[Prompt]:
Count the lines in the material below that contain the string "blonde". Give only that number.
———
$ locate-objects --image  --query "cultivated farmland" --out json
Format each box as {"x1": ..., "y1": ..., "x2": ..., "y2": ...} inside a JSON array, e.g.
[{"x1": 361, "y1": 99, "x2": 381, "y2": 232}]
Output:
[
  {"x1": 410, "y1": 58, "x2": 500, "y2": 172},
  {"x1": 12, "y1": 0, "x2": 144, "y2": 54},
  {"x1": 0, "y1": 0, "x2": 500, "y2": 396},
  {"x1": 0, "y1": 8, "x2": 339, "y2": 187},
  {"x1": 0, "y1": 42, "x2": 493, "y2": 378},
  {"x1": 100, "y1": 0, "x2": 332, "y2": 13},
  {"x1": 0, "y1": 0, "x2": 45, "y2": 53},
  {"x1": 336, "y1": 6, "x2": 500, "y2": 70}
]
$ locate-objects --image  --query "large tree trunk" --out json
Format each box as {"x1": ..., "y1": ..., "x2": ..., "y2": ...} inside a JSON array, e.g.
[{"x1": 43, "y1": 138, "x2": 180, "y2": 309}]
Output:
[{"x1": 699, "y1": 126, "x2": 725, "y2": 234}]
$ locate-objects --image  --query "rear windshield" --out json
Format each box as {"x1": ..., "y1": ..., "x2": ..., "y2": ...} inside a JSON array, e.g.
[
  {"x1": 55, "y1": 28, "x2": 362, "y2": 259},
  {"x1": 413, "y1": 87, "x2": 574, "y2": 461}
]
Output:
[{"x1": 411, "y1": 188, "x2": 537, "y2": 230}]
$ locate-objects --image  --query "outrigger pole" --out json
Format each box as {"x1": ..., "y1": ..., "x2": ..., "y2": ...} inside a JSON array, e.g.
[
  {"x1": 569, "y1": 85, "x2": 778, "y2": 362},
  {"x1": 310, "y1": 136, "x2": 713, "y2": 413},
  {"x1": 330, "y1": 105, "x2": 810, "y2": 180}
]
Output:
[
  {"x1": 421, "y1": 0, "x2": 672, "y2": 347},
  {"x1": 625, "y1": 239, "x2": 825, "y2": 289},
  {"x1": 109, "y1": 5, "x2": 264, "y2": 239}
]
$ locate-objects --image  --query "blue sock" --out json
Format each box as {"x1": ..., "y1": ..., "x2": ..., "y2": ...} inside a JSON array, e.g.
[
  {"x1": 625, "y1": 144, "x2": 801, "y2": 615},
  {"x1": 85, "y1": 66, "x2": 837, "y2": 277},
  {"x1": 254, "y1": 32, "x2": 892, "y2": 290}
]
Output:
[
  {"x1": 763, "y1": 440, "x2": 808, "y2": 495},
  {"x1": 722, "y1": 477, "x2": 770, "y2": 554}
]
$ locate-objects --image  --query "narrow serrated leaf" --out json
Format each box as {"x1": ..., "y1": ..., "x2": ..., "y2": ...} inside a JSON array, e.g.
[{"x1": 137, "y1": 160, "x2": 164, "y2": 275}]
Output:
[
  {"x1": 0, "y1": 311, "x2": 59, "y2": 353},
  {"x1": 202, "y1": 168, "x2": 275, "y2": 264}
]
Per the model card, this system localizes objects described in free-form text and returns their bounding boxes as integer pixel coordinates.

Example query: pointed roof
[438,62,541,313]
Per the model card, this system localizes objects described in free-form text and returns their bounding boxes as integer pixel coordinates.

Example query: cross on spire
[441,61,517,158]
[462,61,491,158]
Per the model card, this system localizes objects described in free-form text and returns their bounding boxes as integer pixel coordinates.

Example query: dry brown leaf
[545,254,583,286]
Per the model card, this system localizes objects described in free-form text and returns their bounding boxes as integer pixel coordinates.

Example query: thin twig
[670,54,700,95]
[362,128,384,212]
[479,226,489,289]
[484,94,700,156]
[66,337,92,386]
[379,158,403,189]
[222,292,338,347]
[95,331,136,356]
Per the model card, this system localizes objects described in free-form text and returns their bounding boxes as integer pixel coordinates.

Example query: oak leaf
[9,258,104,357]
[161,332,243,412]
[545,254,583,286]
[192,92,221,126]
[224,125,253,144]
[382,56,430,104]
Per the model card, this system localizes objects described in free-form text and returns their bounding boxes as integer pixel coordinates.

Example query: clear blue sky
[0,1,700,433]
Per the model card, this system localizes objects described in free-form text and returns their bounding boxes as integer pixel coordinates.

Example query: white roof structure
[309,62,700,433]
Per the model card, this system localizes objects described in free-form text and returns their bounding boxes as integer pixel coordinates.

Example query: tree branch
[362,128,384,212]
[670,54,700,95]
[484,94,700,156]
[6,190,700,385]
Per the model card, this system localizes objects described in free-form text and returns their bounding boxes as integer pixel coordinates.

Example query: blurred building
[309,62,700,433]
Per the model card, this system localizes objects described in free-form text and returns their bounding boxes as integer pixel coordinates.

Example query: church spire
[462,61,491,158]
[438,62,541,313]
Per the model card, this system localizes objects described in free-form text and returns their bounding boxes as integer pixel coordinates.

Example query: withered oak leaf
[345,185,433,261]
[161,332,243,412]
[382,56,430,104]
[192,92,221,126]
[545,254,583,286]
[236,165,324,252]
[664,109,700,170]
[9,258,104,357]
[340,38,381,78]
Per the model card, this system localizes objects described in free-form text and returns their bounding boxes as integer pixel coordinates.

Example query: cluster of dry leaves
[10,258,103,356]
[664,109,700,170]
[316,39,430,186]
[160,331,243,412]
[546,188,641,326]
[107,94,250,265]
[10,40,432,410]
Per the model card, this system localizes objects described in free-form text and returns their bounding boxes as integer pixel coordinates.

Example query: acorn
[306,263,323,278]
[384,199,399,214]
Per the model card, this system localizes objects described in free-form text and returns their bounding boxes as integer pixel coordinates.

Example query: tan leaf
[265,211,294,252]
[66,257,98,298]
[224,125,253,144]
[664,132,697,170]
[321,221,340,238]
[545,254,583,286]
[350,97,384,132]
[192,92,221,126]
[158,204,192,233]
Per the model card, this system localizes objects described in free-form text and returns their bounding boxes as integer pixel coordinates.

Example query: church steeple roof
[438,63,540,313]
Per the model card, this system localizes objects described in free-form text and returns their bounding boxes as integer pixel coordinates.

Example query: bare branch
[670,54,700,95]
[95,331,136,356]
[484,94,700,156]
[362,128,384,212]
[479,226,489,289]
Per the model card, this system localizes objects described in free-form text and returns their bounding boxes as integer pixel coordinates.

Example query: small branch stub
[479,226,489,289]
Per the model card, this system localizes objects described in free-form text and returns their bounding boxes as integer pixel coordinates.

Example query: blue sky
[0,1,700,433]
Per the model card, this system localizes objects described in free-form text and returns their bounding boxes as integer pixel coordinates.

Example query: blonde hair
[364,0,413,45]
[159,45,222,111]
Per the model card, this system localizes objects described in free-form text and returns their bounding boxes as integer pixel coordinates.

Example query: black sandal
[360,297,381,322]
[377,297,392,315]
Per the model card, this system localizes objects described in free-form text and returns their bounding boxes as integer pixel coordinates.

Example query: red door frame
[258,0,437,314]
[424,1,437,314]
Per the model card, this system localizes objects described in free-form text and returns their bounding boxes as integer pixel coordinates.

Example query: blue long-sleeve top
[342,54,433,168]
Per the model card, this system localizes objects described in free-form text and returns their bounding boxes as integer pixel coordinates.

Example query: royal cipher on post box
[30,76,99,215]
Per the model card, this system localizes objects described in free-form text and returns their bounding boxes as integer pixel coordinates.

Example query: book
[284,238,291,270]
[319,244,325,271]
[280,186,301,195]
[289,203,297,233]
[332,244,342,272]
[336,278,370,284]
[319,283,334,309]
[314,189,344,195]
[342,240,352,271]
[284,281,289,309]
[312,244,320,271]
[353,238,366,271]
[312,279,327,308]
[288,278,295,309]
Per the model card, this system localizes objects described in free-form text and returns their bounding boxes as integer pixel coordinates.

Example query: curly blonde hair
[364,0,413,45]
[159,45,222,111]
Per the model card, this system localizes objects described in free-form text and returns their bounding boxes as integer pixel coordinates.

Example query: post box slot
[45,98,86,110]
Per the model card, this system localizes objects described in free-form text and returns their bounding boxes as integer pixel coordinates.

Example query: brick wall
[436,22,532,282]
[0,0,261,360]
———
[Response]:
2